------ Provided records
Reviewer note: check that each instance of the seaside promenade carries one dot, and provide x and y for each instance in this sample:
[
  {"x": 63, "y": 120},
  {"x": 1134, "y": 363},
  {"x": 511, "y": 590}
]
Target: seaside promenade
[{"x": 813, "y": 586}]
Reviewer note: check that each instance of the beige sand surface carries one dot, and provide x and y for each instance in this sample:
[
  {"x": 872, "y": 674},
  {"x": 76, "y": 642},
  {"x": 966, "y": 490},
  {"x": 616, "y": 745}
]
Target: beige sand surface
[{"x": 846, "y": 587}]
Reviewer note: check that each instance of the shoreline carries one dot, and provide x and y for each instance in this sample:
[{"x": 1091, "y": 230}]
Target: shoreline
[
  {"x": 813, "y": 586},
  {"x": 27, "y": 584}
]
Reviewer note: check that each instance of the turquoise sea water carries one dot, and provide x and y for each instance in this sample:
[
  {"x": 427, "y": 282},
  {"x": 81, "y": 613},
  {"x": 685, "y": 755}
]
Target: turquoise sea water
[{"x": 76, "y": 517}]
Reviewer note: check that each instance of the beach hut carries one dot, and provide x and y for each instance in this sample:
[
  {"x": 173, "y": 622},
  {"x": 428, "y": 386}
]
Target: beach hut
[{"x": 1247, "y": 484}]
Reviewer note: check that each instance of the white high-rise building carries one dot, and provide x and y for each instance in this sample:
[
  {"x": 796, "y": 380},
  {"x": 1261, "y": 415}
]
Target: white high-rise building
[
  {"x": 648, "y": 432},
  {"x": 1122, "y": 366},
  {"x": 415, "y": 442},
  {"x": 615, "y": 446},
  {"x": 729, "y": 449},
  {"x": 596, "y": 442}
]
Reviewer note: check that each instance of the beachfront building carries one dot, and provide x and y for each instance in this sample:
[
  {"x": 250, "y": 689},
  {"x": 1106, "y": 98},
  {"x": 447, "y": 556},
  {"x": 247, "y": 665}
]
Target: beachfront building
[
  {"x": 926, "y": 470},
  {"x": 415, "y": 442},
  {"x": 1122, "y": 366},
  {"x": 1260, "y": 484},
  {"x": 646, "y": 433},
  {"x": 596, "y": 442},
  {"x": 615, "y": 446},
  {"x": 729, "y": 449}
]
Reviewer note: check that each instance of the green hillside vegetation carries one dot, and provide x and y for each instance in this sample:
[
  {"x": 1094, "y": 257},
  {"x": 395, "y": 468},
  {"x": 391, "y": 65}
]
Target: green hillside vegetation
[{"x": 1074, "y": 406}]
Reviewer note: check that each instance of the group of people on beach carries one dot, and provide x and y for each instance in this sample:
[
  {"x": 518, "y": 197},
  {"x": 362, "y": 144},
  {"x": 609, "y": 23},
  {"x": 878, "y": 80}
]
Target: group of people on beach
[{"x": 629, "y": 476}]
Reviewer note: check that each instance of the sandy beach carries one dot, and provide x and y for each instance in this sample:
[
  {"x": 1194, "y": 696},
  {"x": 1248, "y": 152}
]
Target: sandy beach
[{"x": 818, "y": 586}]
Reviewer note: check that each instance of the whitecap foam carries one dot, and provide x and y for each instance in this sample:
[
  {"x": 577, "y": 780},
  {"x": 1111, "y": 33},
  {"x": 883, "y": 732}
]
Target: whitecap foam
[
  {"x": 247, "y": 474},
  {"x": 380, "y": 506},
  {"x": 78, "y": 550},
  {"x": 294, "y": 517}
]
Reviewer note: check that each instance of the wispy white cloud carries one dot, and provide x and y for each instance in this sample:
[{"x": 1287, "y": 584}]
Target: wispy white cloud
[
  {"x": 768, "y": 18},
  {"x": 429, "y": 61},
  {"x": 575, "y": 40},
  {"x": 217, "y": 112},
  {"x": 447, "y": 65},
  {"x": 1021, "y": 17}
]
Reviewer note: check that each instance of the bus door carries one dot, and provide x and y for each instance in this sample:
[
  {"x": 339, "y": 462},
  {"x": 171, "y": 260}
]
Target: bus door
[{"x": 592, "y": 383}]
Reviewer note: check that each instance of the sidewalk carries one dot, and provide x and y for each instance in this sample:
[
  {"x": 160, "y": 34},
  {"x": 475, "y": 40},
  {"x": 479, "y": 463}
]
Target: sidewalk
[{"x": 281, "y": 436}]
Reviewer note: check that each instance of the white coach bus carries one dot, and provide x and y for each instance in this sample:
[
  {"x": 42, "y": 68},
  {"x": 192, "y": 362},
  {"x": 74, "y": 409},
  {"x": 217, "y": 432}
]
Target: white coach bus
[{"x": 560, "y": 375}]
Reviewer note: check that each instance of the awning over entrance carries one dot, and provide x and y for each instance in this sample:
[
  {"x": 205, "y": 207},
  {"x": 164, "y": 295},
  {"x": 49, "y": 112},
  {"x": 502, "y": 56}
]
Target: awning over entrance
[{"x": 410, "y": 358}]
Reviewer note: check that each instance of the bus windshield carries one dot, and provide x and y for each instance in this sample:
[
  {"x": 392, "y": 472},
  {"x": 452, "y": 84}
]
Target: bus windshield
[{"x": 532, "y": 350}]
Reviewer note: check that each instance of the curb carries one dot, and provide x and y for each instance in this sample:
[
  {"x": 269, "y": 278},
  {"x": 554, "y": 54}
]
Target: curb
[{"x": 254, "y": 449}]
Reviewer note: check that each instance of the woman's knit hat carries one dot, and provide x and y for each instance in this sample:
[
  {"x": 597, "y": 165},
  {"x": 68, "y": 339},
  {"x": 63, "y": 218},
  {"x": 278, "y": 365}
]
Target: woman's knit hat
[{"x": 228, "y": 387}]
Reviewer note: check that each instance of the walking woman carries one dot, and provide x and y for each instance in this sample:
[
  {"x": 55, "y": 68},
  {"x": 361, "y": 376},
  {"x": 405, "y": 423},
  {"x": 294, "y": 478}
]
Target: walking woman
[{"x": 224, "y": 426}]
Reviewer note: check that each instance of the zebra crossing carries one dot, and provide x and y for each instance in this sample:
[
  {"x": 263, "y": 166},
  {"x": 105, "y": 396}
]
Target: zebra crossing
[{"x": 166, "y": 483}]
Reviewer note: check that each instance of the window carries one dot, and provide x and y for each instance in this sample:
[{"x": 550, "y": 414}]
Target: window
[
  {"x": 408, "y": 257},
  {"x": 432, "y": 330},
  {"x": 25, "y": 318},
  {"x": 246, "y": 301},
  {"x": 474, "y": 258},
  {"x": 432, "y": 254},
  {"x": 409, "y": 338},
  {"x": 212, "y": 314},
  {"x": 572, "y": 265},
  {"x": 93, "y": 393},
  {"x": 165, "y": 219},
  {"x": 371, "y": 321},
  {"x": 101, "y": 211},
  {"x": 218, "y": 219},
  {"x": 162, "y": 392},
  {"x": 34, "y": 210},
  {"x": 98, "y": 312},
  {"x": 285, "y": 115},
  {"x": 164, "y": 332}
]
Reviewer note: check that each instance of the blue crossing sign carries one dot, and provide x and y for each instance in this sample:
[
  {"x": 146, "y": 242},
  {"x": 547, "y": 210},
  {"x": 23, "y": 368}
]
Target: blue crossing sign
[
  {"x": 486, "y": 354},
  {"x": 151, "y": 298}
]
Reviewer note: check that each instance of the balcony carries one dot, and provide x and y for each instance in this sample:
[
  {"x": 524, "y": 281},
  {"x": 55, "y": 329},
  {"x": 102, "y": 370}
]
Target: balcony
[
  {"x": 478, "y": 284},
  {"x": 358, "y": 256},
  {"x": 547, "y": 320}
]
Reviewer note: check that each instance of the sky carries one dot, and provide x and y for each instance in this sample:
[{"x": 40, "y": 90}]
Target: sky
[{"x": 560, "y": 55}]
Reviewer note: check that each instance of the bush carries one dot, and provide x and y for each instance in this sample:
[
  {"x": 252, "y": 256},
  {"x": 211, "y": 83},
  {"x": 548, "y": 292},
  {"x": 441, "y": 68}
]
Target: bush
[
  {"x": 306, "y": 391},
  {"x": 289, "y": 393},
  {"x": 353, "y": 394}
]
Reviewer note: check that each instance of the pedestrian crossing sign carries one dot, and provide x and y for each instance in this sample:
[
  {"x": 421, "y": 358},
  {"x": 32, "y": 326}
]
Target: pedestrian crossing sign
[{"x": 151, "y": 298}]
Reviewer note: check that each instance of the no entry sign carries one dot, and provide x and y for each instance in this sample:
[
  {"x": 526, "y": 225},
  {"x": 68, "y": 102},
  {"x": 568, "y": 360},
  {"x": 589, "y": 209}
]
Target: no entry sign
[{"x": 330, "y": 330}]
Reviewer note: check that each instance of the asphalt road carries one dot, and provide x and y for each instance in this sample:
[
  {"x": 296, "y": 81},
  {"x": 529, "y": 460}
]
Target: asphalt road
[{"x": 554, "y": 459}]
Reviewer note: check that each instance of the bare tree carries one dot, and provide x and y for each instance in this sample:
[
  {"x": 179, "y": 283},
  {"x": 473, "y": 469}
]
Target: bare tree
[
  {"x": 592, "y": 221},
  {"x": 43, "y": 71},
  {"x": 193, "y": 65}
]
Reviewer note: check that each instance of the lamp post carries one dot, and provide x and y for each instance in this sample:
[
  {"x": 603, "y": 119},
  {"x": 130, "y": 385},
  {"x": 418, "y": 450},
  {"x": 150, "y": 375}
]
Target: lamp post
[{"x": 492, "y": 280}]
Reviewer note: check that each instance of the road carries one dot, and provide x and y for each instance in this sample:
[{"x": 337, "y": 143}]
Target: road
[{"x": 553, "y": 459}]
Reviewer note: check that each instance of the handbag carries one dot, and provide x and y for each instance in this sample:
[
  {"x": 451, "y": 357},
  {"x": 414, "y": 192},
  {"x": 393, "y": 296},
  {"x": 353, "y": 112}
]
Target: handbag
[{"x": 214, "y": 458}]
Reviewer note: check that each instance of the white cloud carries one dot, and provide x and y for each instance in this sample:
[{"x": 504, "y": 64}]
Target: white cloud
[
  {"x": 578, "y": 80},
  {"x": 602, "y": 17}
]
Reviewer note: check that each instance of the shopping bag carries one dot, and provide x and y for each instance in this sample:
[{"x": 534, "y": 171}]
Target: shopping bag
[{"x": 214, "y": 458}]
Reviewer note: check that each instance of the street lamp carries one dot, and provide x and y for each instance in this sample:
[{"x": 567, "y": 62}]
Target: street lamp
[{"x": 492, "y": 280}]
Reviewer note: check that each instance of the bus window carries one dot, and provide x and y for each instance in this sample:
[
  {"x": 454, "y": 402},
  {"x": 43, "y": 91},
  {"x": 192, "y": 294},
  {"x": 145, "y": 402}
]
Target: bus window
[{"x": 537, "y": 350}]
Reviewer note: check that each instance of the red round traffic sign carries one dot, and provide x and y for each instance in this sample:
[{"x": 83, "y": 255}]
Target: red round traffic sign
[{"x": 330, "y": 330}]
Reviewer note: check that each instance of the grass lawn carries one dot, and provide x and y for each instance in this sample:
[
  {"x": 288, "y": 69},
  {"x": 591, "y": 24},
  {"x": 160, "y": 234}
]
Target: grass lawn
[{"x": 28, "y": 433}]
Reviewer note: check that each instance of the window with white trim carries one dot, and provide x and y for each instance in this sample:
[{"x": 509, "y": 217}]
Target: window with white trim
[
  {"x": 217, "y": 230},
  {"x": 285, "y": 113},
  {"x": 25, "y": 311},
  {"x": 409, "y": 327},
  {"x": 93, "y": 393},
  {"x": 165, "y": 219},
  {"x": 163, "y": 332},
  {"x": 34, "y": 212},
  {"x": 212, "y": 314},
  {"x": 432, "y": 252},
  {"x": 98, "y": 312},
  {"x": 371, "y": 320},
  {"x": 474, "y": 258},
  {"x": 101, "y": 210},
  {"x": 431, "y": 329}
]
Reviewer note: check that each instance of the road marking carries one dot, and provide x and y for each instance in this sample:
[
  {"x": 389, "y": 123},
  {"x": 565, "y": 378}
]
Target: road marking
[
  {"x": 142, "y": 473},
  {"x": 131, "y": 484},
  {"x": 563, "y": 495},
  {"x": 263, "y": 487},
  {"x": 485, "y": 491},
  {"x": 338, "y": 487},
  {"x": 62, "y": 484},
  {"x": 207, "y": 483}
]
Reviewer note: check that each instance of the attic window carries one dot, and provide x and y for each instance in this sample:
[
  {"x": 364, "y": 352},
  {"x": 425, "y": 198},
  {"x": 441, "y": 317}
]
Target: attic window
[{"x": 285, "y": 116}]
------------
Aim: Write out again, exactly, the lines from the one holding "Reviewer note: check that each instance of the bus window" through the end of the listing, with both ends included.

Task output:
Reviewer note: check that each instance of the bus window carries one dot, and provide x and y for each instance in this sample:
[
  {"x": 454, "y": 402},
  {"x": 43, "y": 91},
  {"x": 192, "y": 294},
  {"x": 145, "y": 402}
]
Target: bus window
[{"x": 537, "y": 350}]
Reviewer note: check that each instance of the red round traffic sign carries one dot, and provide x and y for each instance in this sample:
[{"x": 83, "y": 255}]
Target: red round traffic sign
[{"x": 330, "y": 330}]
Reviewer note: check that each instance of the grass lawn carries one dot, and provide x and y for each instance in this sample:
[
  {"x": 288, "y": 69},
  {"x": 591, "y": 24},
  {"x": 160, "y": 234}
]
Target: grass lawn
[{"x": 28, "y": 433}]
Reviewer note: check that each instance of the window with white trim carries one dot, and provide x and y for each instance in this sample:
[{"x": 509, "y": 217}]
Target: window with white trim
[
  {"x": 217, "y": 230},
  {"x": 285, "y": 113},
  {"x": 25, "y": 311},
  {"x": 409, "y": 327},
  {"x": 93, "y": 393},
  {"x": 165, "y": 219},
  {"x": 163, "y": 332},
  {"x": 34, "y": 212},
  {"x": 212, "y": 314},
  {"x": 432, "y": 252},
  {"x": 98, "y": 312},
  {"x": 371, "y": 320},
  {"x": 474, "y": 258},
  {"x": 101, "y": 210},
  {"x": 431, "y": 329}
]
Reviewer note: check that each instance of the road marking carries one dot, and provide x and y for each instance in this sample:
[
  {"x": 389, "y": 123},
  {"x": 565, "y": 378}
]
Target: road marking
[
  {"x": 142, "y": 473},
  {"x": 131, "y": 484},
  {"x": 563, "y": 495},
  {"x": 263, "y": 487},
  {"x": 485, "y": 491},
  {"x": 338, "y": 487},
  {"x": 62, "y": 484},
  {"x": 207, "y": 483}
]
Reviewer note: check that each instance of the attic window carries one dot, and provide x and y for each instance in this sample:
[
  {"x": 364, "y": 352},
  {"x": 425, "y": 198},
  {"x": 441, "y": 317}
]
Target: attic window
[{"x": 285, "y": 116}]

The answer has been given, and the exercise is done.